• EXERCISE PROMPT: All records shown below should be given again, character for character.

• ENTRIES SHOWN:
···
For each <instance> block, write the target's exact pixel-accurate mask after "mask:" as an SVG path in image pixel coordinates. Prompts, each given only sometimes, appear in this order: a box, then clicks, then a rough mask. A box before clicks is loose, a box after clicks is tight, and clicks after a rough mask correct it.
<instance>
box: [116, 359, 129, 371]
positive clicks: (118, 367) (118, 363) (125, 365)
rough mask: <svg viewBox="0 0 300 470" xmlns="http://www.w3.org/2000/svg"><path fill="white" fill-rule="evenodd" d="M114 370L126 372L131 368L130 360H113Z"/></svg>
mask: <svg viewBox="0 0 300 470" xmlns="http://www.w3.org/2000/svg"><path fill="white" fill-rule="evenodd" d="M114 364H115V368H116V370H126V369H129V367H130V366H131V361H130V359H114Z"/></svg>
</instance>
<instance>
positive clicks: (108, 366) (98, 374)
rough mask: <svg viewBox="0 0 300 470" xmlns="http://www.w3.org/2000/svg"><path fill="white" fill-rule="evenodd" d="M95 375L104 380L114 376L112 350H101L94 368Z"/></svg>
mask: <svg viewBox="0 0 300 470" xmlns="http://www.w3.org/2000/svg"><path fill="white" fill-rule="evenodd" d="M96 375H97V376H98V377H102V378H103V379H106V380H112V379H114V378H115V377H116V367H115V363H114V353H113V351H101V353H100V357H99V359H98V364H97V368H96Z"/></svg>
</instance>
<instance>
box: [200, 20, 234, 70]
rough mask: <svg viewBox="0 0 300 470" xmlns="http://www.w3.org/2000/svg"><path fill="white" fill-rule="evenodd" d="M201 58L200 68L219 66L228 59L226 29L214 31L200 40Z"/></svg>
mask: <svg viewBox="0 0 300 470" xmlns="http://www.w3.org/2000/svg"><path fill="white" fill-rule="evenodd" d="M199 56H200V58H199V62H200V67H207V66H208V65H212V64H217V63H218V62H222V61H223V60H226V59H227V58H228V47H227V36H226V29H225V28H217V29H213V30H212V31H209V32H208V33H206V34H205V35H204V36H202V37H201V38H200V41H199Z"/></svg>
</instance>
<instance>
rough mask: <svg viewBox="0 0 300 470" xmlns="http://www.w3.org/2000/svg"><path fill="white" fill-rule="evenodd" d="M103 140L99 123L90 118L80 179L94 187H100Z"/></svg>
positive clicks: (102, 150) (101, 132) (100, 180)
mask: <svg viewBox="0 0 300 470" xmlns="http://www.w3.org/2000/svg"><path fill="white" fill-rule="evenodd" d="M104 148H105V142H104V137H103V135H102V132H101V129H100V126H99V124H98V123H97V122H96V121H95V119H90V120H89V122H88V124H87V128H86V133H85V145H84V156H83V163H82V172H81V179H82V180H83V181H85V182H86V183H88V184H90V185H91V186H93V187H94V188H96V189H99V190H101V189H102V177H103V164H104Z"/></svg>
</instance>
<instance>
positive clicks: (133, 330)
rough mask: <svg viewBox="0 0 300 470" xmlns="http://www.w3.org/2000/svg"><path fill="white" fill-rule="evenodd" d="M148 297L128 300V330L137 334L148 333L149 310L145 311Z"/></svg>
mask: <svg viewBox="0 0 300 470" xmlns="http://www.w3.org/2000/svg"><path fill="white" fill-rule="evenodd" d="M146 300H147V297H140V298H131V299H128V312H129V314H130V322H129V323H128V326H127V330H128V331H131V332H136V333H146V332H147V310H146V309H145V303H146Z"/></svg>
···
• FINISHED EXERCISE:
For each <instance> block, write the target's exact pixel-accurate mask after "mask:" as an SVG path in image pixel coordinates. Prompts, each given only sometimes, appear in this order: a box, then clicks, then a rough mask. A box before clicks is loose, a box after clicks is tight, and clicks after a rough mask correct it.
<instance>
box: [116, 359, 129, 371]
positive clicks: (118, 367) (118, 363) (125, 365)
rough mask: <svg viewBox="0 0 300 470" xmlns="http://www.w3.org/2000/svg"><path fill="white" fill-rule="evenodd" d="M114 370L126 372L131 368L130 360H113Z"/></svg>
mask: <svg viewBox="0 0 300 470" xmlns="http://www.w3.org/2000/svg"><path fill="white" fill-rule="evenodd" d="M114 364H115V368H116V370H126V369H129V367H130V366H131V361H130V359H114Z"/></svg>
</instance>
<instance>
positive clicks: (108, 366) (98, 374)
rough mask: <svg viewBox="0 0 300 470" xmlns="http://www.w3.org/2000/svg"><path fill="white" fill-rule="evenodd" d="M95 375L104 380L114 376L112 350H101L94 368Z"/></svg>
mask: <svg viewBox="0 0 300 470" xmlns="http://www.w3.org/2000/svg"><path fill="white" fill-rule="evenodd" d="M96 375H97V376H98V377H102V378H103V379H106V380H112V379H114V378H115V377H116V367H115V363H114V353H113V351H101V353H100V357H99V359H98V364H97V368H96Z"/></svg>
</instance>
<instance>
box: [200, 20, 234, 70]
rough mask: <svg viewBox="0 0 300 470" xmlns="http://www.w3.org/2000/svg"><path fill="white" fill-rule="evenodd" d="M201 58L200 68L219 66L228 59L226 29L214 31L200 40Z"/></svg>
mask: <svg viewBox="0 0 300 470" xmlns="http://www.w3.org/2000/svg"><path fill="white" fill-rule="evenodd" d="M199 56H200V58H199V62H200V67H207V66H208V65H212V64H217V63H218V62H222V61H223V60H226V59H227V58H228V47H227V36H226V29H225V28H217V29H213V30H212V31H209V32H208V33H206V34H205V35H204V36H202V37H201V38H200V41H199Z"/></svg>
</instance>
<instance>
rough mask: <svg viewBox="0 0 300 470" xmlns="http://www.w3.org/2000/svg"><path fill="white" fill-rule="evenodd" d="M103 140L99 123L90 118L80 179L94 187H100Z"/></svg>
positive clicks: (102, 150) (101, 132) (100, 180)
mask: <svg viewBox="0 0 300 470" xmlns="http://www.w3.org/2000/svg"><path fill="white" fill-rule="evenodd" d="M104 148H105V142H104V137H103V135H102V132H101V129H100V126H99V124H98V123H97V122H96V121H95V119H90V120H89V122H88V124H87V128H86V133H85V145H84V156H83V163H82V172H81V179H82V180H83V181H85V182H86V183H88V184H90V185H91V186H93V187H94V188H96V189H99V190H101V189H102V177H103V164H104Z"/></svg>
</instance>
<instance>
positive clicks: (133, 330)
rough mask: <svg viewBox="0 0 300 470" xmlns="http://www.w3.org/2000/svg"><path fill="white" fill-rule="evenodd" d="M148 297L128 300V330L137 334L148 333L149 310L145 311Z"/></svg>
mask: <svg viewBox="0 0 300 470" xmlns="http://www.w3.org/2000/svg"><path fill="white" fill-rule="evenodd" d="M146 300H147V297H140V298H131V299H128V312H129V314H130V322H129V323H128V326H127V330H128V331H131V332H136V333H146V332H147V310H146V309H145V303H146Z"/></svg>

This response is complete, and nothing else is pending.